Extract the strategic planning article in full, word for word, before turning to the material.

**SOURCE TEXT**
- - - -

Strategic planning: Gimme a break?

Written by Associations Catalyzing Entrepreneurship on January 17, 2019

Associations Catalyzing Entrepreneurship (ACE) is a group made up of association executives and stakeholders who think outside the association box about the future. We have conversations about an entrepreneurial approach to association leadership and implement the resulting great ideas in our jobs. In our most recent conversation live in DC, with a virtual component hosted by Association Success, we discussed culture. This article series summarizes the key takeaways.

Does a strategic plan conjure up visions of fat binders, death by meeting, rigid guidelines, longer than ever to-do lists, and fancy charts that detract from your true mission? Or does your association love planning so much that it keeps you from doing? ACE brought association professionals and stakeholders together to debate whether strategic planning can counter the lack of entrepreneurship inherent in most associations.

“Strategy is about making choices and figuring out a preferred action path,” says Jay Younger. Strategic planning is about fitting together pieces of the puzzle — mission, capacity, resources, relevance, opportunities — to yield results.

Strategic planning is critical to success, concurs Lane Velayo, but it can only succeed if everyone involved wears — and keeps — the right hat on.

Can an association get by without strategic planning? Sure you can, says Jay but you’re missing out — on defining priorities, documenting riverbanks, creating a meaningful contract between board and staff, and building continuity in governance.

We proceeded to dispel four common misgivings about all phases of strategic planning — design, delivery, and reporting.

- - - -

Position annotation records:
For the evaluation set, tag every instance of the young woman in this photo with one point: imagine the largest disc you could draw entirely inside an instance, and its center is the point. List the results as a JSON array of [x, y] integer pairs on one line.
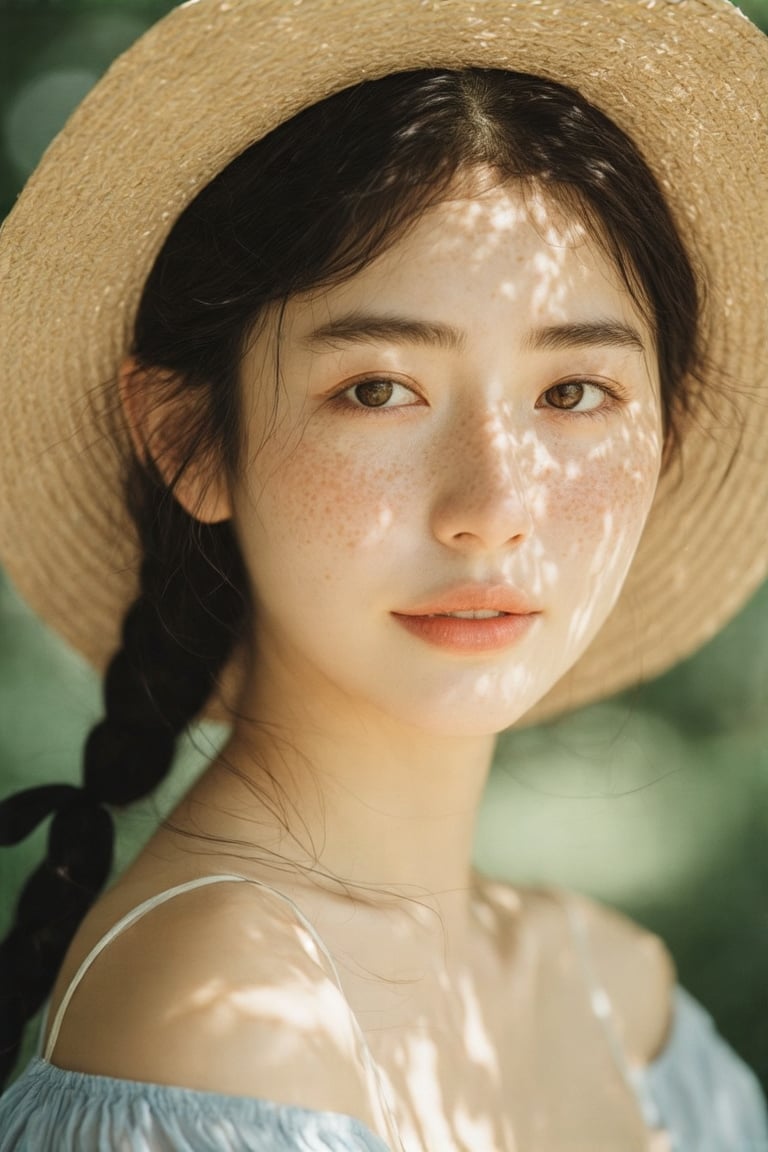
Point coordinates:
[[401, 357]]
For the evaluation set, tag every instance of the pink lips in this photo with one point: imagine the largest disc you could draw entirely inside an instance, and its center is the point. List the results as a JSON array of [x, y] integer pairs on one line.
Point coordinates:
[[430, 620]]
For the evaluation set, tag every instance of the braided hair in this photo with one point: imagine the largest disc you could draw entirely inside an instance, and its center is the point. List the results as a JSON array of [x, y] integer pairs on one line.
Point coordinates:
[[306, 206]]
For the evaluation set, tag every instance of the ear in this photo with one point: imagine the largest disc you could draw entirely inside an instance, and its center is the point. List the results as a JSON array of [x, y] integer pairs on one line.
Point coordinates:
[[157, 415]]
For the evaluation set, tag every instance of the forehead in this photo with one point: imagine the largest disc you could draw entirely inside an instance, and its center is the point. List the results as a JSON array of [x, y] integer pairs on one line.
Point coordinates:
[[488, 242]]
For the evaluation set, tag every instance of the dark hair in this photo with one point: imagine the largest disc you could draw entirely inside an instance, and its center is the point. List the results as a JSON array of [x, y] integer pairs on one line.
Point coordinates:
[[309, 205]]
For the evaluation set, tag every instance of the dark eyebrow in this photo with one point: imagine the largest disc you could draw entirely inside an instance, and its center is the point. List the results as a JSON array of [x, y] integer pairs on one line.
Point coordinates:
[[584, 334], [360, 327]]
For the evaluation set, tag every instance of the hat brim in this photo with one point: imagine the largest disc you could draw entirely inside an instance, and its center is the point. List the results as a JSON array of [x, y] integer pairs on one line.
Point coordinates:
[[687, 81]]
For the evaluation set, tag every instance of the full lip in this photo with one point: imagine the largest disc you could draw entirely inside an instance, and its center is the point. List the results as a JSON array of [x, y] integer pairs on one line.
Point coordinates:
[[473, 598]]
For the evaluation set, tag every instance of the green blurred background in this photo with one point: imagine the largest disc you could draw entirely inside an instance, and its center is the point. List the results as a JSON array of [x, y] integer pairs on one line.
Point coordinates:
[[653, 801]]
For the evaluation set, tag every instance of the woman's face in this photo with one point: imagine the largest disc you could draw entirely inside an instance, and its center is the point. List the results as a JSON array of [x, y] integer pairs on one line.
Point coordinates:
[[470, 424]]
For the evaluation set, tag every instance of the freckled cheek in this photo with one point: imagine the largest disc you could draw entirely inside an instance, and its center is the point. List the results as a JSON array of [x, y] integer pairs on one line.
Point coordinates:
[[318, 498], [601, 502]]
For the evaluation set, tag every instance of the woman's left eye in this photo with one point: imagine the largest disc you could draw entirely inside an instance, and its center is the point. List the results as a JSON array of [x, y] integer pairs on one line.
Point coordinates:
[[378, 393], [577, 396]]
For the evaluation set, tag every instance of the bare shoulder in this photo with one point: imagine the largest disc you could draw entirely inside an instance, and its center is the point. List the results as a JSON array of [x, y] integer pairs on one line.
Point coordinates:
[[637, 971], [218, 990], [630, 962]]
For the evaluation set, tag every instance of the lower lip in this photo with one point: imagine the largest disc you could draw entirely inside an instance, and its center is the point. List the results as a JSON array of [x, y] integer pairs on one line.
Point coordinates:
[[461, 635]]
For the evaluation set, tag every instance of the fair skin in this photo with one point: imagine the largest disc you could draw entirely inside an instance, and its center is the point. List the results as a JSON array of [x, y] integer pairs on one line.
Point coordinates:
[[477, 409]]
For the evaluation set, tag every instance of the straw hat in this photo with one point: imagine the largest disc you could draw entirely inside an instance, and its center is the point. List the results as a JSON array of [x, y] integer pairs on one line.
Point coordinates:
[[686, 78]]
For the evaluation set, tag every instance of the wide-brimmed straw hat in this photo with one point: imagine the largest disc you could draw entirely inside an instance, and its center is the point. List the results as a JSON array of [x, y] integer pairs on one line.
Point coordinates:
[[687, 80]]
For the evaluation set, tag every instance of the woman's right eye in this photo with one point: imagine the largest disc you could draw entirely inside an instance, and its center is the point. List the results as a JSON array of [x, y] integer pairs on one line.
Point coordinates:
[[379, 393]]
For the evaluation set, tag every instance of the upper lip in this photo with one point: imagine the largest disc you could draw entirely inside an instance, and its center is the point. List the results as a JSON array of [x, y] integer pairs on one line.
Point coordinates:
[[473, 598]]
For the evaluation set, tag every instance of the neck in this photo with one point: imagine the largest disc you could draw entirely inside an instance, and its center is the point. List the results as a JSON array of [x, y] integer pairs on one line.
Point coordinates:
[[350, 795]]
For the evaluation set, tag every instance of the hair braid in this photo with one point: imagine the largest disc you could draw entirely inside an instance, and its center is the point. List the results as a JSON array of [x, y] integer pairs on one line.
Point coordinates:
[[176, 636]]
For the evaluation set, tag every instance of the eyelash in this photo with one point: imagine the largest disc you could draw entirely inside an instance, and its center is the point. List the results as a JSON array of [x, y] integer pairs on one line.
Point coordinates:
[[613, 395]]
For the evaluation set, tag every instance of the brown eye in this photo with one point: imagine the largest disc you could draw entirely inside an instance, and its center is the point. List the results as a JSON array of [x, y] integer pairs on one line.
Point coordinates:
[[565, 395], [576, 396], [373, 393]]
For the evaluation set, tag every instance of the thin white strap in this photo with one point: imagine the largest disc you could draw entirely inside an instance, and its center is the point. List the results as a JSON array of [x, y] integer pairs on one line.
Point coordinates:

- - - -

**RESPONSE FOR THIS EXERCISE**
Strategic planning: Gimme a break?

Written by Associations Catalyzing Entrepreneurship on January 17, 2019

Associations Catalyzing Entrepreneurship (ACE) is a group made up of association executives and stakeholders who think outside the association box about the future. We have conversations about an entrepreneurial approach to association leadership and implement the resulting great ideas in our jobs. In our most recent conversation live in DC, with a virtual component hosted by Association Success, we discussed culture. This article series summarizes the key takeaways.

Does a strategic plan conjure up visions of fat binders, death by meeting, rigid guidelines, longer than ever to-do lists, and fancy charts that detract from your true mission? Or does your association love planning so much that it keeps you from doing? ACE brought association professionals and stakeholders together to debate whether strategic planning can counter the lack of entrepreneurship inherent in most associations.

“Strategy is about making choices and figuring out a preferred action path,” says Jay Younger. Strategic planning is about fitting together pieces of the puzzle — mission, capacity, resources, relevance, opportunities — to yield results.

Strategic planning is critical to success, concurs Lane Velayo, but it can only succeed if everyone involved wears — and keeps — the right hat on.

Can an association get by without strategic planning? Sure you can, says Jay but you’re missing out — on defining priorities, documenting riverbanks, creating a meaningful contract between board and staff, and building continuity in governance.

We proceeded to dispel four common misgivings about all phases of strategic planning — design, delivery, and reporting.